» AUFGABENSTELLUNG
Führen Sie den Bericht über Verdis „Rigoletto“ bei den Bregenzer Festspielen im Anschluss an seinen letzten Satz weiter.

» LESETEXT
"""
Magisch: Verdis „Rigoletto“ bei den Bregenzer Festspielen Kultur | 02.08.2019 | Kornelia Stinn

Rigoletto-bei-Nacht

Als riesiges Open-Air-Spektakel rauscht derzeit Verdis Oper „Rigoletto“ über die Bretter der Seebühne in Bregenz. Mit dabei: Korrepetitor Andrea Mele vom Theater Freiburg und Kapellmeister Daniele Squeo vom Badischen Staatstheater in Karlsruhe.

Da sitzen 7000 Zuschauer auf der Tribüne. Atemlos. Fiebern mit, wie der Clown Rigoletto vom Kragen seines hölzernen Kollegen seine Arie in den Himmel hineinschluchzt. Dahinter versinkt der Sonnenball im Bodensee. Und dann ist sie da. Die Magie, von der Dirigent Daniele Squeo schon im Vorfeld inständig gehofft hat, dass sie die Zuschauer ergreift.

Squeo ist zweiter Dirigent und schwingt bei 16 Aufführungen den Taktstock – nicht etwa auf der Seebühne, sondern im Festspielhaus! Er muss das Orchester drinnen und die Sänger draußen koordinieren. Das geschieht über Monitore. Zum ersten Mal arbeitet er auf solche Distanz. „Ein ständiger Sicht-Kontakt“, sagt er, „ist nicht möglich, sonst können sie nicht spielen und nicht fühlen, verlieren die Beziehung zum Wesen der Musik und der Oper.“

Überwältigende Bühnenpracht

Unterdessen verfolgen die Zuschauer gebannt die lüsternen Machenschaften des Herzogs von Mantua. Staunen, wenn der breite Mund des riesigen hölzernen Clownskopfs sich öffnet und die große Sause bei Hofe in seinem Inneren offenbart.

Während das ganze turbulente Zirkusvolk mit Musikparade einmarschiert, öffnet sich die riesige hölzerne Hand und gibt die nächste Auserwählte frei. Die balanciert über den Zeigefinger geradewegs in die Arme des Herzogs. Dann schließt der Clown-Kopf den Mund und rollt vielsagend mit den Augen. Überwältigend vielfältig sind die wechselnden Gesichtsausdrücke – dank ausgefeilter Technik.

Rigoletto

Im Fokus des Seebühnen-Bilds: der riesige hölzerne Clownkopf. Mund und Augen öffnen sich nach Bedarf.

Und dann dieser Rigoletto, der Hofnarr, der Gespielinnen für den Herzog vermittelt und die gehörnten Ehemänner dann auch noch verhöhnt. Bis einer ihn verflucht. Makaber ist, als er erfolglos seine eigene Tochter vor dem Herzog schützen will und schließlich ungewollt zum Handlanger ihres Todes wird.
"""
[Einträge zur Beschriftung von Bildbereichen]
"""
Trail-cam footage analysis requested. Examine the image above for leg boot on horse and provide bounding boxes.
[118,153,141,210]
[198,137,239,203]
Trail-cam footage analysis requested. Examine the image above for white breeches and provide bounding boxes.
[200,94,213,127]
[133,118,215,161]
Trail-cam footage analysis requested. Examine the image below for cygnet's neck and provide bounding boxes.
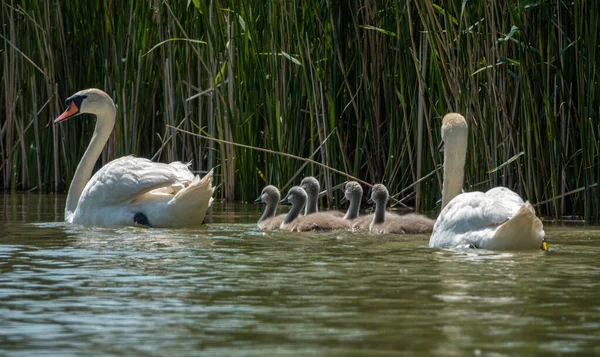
[283,200,306,224]
[344,195,362,221]
[373,200,387,224]
[258,203,277,223]
[304,191,319,216]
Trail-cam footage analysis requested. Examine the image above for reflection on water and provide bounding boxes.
[0,195,600,356]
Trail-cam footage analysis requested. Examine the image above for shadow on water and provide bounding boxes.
[0,195,600,356]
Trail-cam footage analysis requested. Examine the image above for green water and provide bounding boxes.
[0,194,600,356]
"""
» LÖSUNG DER AUFGABE
Im Stockdunkeln verzehrt sich der bunt Kostümierte mit den großen Ohren vor Angst um seine schöne Tochter Gilda. Der Sänger an diesem Tag – der Bulgare Vladimir Stojanov – hat einen so samtenen Schmelz in der Stimme. Selbst der erfahrene Squeo, Gewinner mehrerer Dirigentenwettbewerbe und seit 2016 zum Ersten Koordinierten Kapellmeister des Staatstheaters Karlsruhe ernannt, schwärmt mit andächtiger Stimme: „Ich finde, er hat eine Eleganz in der Stimme und in der Art zu singen, die mir als Dirigent und als Italiener unglaublich gefällt.“

Leuchtfeuer der Charaktere

Sind auch die Bühnendarsteller für die Zuschauer nur in Miniatur zu erkennen, so schillern die Charaktere dennoch prall, die Stimmen füllen die Atmosphäre. Darauf hat Andrea Mele seine Proben angelegt.

Seit Mai wohnen alle Mitwirkenden in Bregenz. Mele ist nun zum fünften Mal dabei – bislang allerdings nur im Festspielhaus und an den anderen Aufführungsorten. Auf der Seebühne ist er zum ersten Mal tätig und entsprechend aufgeregt. Genießt es aber auch, hier in einer Welt erfahrener internationaler Opernstars zu agieren.

Als besonders spannend empfand der 35-Jährige bei den Proben die Person der Gilda, die von drei verschiedenen Darstellerinnen auf die Bühne gebracht wird. „Es war schön für mich, zu erkennen, wie jede diese Rolle mit ihrer eigenen Persönlichkeit ausfüllt“, so der junge Italiener. „Eine ist mehr kindlich, eine andere hat einen stärker ausgeprägten Charakter.“ Aber gibt es nicht eine Leitlinie für eine Figur wie Gilda? Squeo, der zum dritten Mal in Bregenz dabei ist, lächelt. „Ich mache immer den Vergleich mit einer Bolognese. Diese kann einer schärfer machen als ein anderer. Beides ist aber eine Bolognese!“

Rigoletto

Überwältigend vielfältig sind die wechselnden Gesichtsausdrücke – dank ausgefeilter Technik.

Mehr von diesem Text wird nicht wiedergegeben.